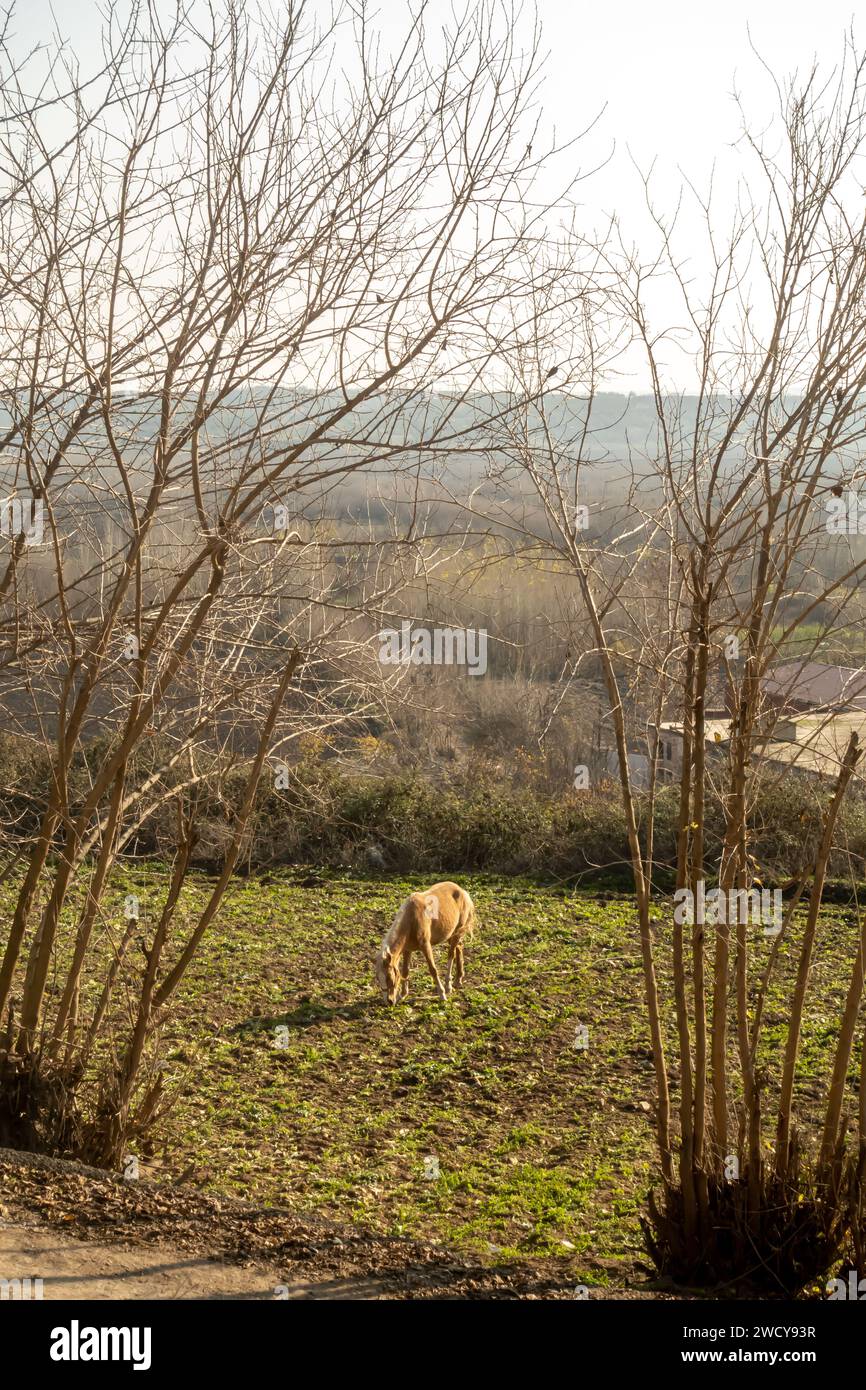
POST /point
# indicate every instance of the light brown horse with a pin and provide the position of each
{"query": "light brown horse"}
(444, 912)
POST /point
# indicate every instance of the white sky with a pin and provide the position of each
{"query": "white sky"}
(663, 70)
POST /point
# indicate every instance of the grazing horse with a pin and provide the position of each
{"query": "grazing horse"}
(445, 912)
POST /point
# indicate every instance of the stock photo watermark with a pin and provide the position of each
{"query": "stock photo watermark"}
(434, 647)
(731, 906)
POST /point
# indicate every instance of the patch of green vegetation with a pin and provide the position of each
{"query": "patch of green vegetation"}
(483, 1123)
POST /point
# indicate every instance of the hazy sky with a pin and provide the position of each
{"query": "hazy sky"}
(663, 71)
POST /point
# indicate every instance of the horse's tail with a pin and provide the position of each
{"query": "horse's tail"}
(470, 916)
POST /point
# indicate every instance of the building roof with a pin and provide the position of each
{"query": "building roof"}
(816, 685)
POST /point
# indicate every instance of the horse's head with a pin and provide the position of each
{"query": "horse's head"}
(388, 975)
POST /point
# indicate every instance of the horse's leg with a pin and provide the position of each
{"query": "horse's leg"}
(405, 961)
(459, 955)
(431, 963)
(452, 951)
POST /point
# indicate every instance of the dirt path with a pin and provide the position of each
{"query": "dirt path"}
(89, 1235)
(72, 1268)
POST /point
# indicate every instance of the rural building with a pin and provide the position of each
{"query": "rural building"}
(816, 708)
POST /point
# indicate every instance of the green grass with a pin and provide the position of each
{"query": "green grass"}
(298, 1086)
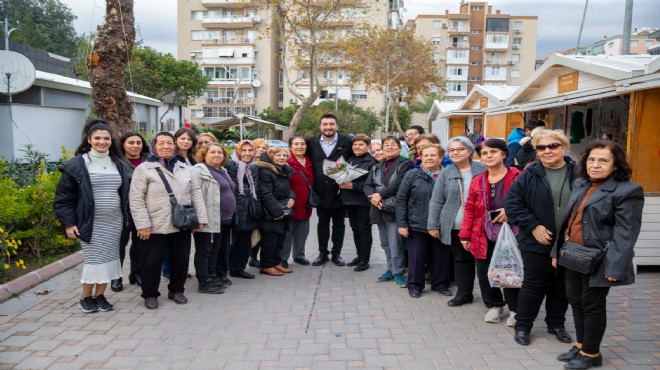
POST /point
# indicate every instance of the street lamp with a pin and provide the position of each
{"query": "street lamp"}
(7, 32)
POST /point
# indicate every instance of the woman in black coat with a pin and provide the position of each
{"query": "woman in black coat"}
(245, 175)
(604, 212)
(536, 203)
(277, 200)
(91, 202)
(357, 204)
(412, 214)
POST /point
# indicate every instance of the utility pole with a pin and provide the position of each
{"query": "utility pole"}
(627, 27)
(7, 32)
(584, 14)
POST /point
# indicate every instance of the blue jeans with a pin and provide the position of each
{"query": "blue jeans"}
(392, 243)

Given instruction: Restate the records word for word, omitting images.

The output:
POST /point
# indicate every instance of the light brown horse with a pin and provide the position of each
{"query": "light brown horse"}
(444, 912)
POST /point
# indicate every instance of the white sky with a pin and provide the position of each
{"query": "white sky"}
(663, 70)
POST /point
# indicate every instance of the grazing horse with a pin and provide the position of each
{"query": "grazing horse"}
(445, 912)
POST /point
# indicate every instance of the stock photo watermark with a pin and provide the position of each
{"query": "stock photo watermark"}
(434, 647)
(731, 906)
POST /point
# indicate every instance of the patch of green vegetation with a pin and provide the position of each
{"query": "patch of green vegetation"}
(483, 1123)
POST /point
# indicate every instance of the hazy sky with a pin and provide the position of each
{"query": "hazy sky"}
(663, 71)
POST /point
# indicate every instance of the horse's tail with a pin and provide the position of each
{"query": "horse's tail"}
(470, 916)
POST /point
# indicate every instance of the building roof with a pin and provide the position of each
{"query": "building roof"}
(816, 685)
POST /point
# indicate every instance of the horse's head with a pin and provide the position of each
{"query": "horse's head"}
(388, 975)
POST /point
# indicate every instance of the horse's leg with a pin and provide the position of each
{"query": "horse's leg"}
(405, 961)
(459, 955)
(431, 963)
(452, 951)
POST /point
# indicate every instance of the dirt path with a pin and provide the position of each
{"query": "dirt path"}
(89, 1235)
(72, 1268)
POST /point
# indicate every instance of the rural building with a pin and provide the position of each
{"query": "rural building"}
(816, 708)
POST /point
# indicate every instance of the green grass with a pin and provide the position of each
{"query": "green grass"}
(298, 1086)
POST /point
# indicate every instance of the street lamp with a pin and provide the position of each
{"query": "street lamp"}
(7, 32)
POST /point
# indicate every instance of the woman in black coat with a pin and provide the position of each
{"query": "woman in black coat"}
(245, 175)
(604, 212)
(536, 203)
(277, 200)
(91, 202)
(357, 204)
(412, 214)
POST /point
# indicate every instance of the utility pole with a pin and provide the position of each
{"query": "utility pole"}
(627, 27)
(7, 32)
(584, 14)
POST /point
# indicate every instance of the blue jeans with a pin and provide the position of each
{"query": "blue jeans"}
(392, 243)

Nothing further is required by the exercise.